◆ TEXTE À LIRE

◆ ◆ ◆ ◆ ◆

Des ondes musicales pour des concerts

Publié le 17/06/2022

Cet instrument, « ondes de Martenot », que l’on peut considérer comme l’ancêtre des synthétiseurs, a été adjugé 32 500 €

Aguttes

Les sons imaginés provenant des abysses s’étendent, crissent, vibrent et donnent une impression de fluidité. Sans l’invention de Maurice Martenot, nous n’aurions sans doute aucune idée de ces tonalités. Ce musicien, violoncelliste et pianiste était aussi un bricoleur impénitent. Affecté aux transmissions durant la Grande guerre, il eut à utiliser les lampes « triodes » et leurs oscillations. C’est ainsi qu’il joua avec des sons d’une pureté inouïe, sortis d’un autre monde, allant de l’extrême grave à l’extrême aigu. Poussant ses recherches, il mit au point un instrument dont le son naît des interférences entre deux fréquences, afin de produire par battements une onde se situant dans le spectre des fréquences audibles. Cette onde est amplifiée et transmise à un haut-parleur, un élément indispensable pour qu’elle puisse se répandre. Martenot donna son premier concert à l’Opéra de Paris du 3 mai 1928. Il était accompagné au piano par sa sœur Ginette. Le musicien inventeur tenait dans sa main droite l’extrémité d’un fil aboutissant à un parallélépipède ; de sa main gauche, il appuyait sur ce qui allait devenir, dans le langage des ondistes, la « touche », c’est-à-dire ce qui permet de varier l’intensité et l’attaque du son.

◆ ◆ ◆ ◆ ◆

◆ DOCUMENTS FOURNIS
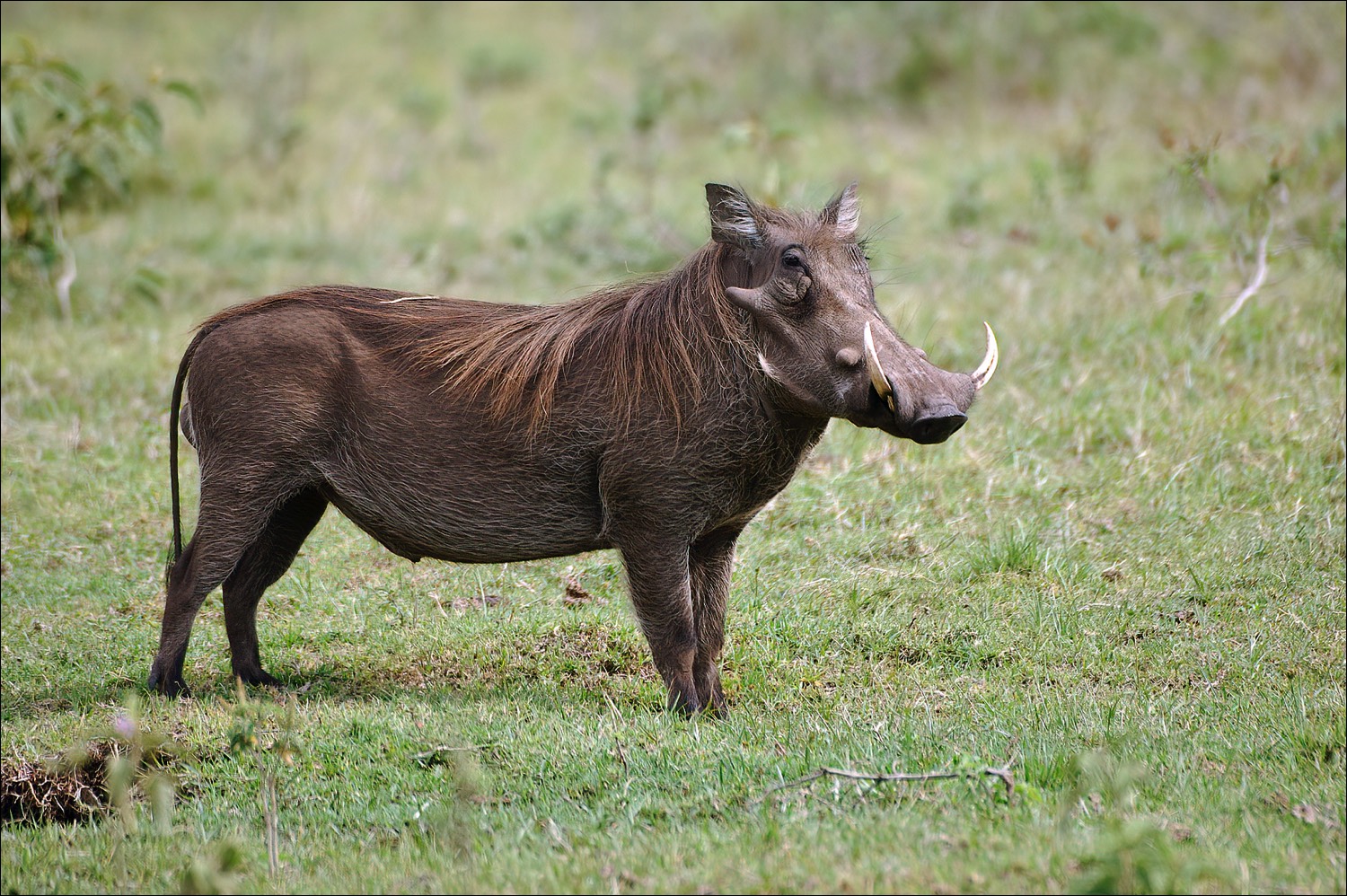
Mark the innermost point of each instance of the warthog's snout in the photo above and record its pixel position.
(938, 425)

◆ ◆ ◆ ◆ ◆

◆ TRAVAIL À FAIRE
a) D'après le texte sur les ondes Martenot, qui accompagnait Maurice Martenot au piano lors de son premier concert ?
b) Indiquez si chacune des affirmations suivantes est conforme au texte sur les ondes Martenot, en citant les mots qui le prouvent : (i) Maurice Martenot était violoncelliste et pianiste. (ii) L'instrument a été adjugé 32 500 €. (iii) Lors de son premier concert, Martenot tenait le fil dans sa main gauche.

◆ CORRIGÉS PAR TÂCHE
a) Sa sœur Ginette.

b)
(i) Oui : « Ce musicien, violoncelliste et pianiste était aussi un bricoleur impénitent. »
(ii) Oui : « a été adjugé 32 500 € »
(iii) Non : « Le musicien inventeur tenait dans sa main droite l’extrémité d’un fil »